## Excerpts of labeled region data:
□ □ □ □ □

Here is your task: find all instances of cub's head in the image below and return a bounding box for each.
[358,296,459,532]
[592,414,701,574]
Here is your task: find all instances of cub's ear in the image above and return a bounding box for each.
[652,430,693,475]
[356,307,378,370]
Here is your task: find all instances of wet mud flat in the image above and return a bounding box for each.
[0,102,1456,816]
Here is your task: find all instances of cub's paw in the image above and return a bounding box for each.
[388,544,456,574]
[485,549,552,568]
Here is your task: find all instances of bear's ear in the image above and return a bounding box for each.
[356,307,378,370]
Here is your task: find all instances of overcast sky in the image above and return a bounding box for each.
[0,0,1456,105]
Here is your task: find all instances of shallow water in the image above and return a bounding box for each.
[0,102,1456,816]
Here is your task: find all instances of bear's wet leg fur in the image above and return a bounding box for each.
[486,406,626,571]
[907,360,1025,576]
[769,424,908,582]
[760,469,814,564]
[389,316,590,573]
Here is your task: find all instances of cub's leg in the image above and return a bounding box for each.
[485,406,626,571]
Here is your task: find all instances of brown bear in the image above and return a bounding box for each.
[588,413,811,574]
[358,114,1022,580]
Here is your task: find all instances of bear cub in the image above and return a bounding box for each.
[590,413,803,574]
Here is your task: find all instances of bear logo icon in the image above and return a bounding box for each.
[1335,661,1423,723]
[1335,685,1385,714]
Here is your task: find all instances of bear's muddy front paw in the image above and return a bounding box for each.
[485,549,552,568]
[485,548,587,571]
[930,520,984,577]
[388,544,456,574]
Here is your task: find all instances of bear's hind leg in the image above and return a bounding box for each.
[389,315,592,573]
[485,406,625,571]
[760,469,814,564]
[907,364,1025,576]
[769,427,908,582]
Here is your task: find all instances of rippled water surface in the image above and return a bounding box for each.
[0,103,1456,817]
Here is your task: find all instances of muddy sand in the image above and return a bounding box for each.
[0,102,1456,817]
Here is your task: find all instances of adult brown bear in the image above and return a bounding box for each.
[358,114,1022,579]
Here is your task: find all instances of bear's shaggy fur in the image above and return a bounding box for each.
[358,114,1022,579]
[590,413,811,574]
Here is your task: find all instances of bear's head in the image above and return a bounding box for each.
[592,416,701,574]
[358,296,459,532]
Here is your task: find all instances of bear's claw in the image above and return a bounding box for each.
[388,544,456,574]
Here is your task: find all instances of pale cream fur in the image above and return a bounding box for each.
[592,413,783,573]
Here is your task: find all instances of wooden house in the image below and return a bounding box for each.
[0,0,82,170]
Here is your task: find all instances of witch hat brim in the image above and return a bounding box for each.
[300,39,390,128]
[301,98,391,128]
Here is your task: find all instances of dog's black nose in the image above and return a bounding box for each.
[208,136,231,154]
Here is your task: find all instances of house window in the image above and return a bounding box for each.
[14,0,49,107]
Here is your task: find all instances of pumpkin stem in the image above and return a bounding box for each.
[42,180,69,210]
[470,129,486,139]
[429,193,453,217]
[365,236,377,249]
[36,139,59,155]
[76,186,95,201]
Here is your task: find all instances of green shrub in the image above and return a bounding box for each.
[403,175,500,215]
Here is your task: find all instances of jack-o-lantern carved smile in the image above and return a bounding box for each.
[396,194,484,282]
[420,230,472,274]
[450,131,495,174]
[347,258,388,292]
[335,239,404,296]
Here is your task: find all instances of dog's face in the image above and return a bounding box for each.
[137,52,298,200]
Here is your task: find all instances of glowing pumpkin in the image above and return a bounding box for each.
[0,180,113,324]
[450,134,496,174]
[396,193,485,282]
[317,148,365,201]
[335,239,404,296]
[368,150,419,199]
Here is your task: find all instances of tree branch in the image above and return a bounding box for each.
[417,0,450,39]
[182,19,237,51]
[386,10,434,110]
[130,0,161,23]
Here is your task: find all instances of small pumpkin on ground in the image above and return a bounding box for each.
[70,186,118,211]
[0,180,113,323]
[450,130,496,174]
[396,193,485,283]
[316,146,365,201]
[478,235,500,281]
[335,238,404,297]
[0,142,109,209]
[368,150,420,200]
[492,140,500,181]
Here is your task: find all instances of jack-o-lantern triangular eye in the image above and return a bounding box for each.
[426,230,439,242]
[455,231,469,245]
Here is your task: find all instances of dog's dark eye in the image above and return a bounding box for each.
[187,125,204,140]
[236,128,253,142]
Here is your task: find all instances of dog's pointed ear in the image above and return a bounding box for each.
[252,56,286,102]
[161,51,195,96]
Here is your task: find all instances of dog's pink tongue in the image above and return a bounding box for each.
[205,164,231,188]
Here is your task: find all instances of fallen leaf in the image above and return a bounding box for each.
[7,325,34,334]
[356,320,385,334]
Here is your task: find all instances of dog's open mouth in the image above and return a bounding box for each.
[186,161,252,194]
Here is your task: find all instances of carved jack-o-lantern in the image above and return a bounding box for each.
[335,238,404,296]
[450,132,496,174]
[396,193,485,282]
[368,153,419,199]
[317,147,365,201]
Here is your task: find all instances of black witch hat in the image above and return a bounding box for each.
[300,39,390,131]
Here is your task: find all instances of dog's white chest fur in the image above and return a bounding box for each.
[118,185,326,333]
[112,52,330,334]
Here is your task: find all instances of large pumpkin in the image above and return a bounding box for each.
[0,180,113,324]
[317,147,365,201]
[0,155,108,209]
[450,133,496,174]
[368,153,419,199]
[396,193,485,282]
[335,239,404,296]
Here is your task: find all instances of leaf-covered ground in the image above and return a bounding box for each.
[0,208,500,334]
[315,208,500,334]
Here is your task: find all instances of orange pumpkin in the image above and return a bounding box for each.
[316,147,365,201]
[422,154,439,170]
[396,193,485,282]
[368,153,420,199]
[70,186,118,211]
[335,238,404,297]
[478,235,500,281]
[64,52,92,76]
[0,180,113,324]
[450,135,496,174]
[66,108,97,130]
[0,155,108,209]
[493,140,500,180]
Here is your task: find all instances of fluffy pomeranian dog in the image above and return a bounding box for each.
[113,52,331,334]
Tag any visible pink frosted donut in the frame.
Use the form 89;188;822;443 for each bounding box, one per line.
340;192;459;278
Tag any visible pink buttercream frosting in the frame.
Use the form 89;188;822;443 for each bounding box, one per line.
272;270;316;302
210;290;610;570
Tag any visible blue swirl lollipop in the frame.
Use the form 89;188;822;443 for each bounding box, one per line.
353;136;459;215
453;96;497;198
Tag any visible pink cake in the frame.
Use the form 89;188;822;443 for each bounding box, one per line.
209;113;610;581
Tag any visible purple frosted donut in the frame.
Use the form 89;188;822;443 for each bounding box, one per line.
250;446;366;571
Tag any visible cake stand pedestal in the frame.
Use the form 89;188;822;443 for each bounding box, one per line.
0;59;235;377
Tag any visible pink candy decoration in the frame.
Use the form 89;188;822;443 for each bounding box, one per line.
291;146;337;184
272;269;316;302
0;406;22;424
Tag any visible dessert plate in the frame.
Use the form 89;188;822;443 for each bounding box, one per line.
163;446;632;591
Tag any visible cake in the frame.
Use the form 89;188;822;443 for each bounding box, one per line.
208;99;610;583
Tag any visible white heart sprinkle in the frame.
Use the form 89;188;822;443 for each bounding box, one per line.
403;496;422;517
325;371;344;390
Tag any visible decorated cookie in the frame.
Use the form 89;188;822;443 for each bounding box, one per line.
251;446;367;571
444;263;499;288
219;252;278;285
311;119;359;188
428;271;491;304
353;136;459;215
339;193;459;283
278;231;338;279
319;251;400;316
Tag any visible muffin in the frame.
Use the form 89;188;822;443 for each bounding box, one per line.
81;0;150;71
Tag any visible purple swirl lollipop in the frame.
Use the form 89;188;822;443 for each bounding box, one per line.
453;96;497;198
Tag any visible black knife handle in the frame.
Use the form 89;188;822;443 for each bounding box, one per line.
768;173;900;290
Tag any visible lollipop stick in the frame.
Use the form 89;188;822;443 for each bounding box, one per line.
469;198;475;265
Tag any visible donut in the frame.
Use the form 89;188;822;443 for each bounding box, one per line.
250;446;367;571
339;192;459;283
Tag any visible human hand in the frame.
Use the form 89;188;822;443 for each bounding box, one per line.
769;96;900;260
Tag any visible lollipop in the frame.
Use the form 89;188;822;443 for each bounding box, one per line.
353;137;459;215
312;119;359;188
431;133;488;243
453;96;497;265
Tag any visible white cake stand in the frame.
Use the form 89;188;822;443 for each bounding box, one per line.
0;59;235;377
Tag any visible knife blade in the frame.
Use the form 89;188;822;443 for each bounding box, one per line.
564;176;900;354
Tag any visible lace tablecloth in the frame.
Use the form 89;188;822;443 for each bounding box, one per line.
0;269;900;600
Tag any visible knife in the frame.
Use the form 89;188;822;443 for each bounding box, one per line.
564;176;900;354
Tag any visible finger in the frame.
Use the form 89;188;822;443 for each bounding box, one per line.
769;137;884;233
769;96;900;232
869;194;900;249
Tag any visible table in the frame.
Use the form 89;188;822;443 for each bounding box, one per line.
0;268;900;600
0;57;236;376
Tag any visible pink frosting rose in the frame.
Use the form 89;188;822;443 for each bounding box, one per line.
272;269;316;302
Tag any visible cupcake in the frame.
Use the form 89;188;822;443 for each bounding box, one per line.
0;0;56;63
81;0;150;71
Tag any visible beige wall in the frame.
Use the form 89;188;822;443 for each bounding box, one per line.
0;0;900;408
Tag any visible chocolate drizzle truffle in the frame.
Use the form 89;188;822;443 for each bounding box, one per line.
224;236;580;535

□ □ □ □ □

## WHAT TO DO:
Copy the records from the line with "Here is your task: find all instances of cub's ear" up to and including the line with "[0,0,1456,105]", swapping "overcast" for "cloudy" and leaving everything else unchanged.

## FINAL RESULT:
Here is your task: find all instances of cub's ear in the image above and return a bounding box for each.
[652,430,693,475]
[356,307,378,370]
Here is your task: find all instances of wet mud flat in the image above and return a bounding box for each.
[0,102,1456,816]
Here is your task: find all instances of cub's paw in the image above and return a bounding box for each.
[388,544,456,574]
[485,549,552,568]
Here is your task: find all instances of bear's ear in the image above and return a bounding box for each.
[356,307,378,370]
Here is your task: find all instances of cloudy sky in the image above and return a bounding box for each.
[0,0,1456,105]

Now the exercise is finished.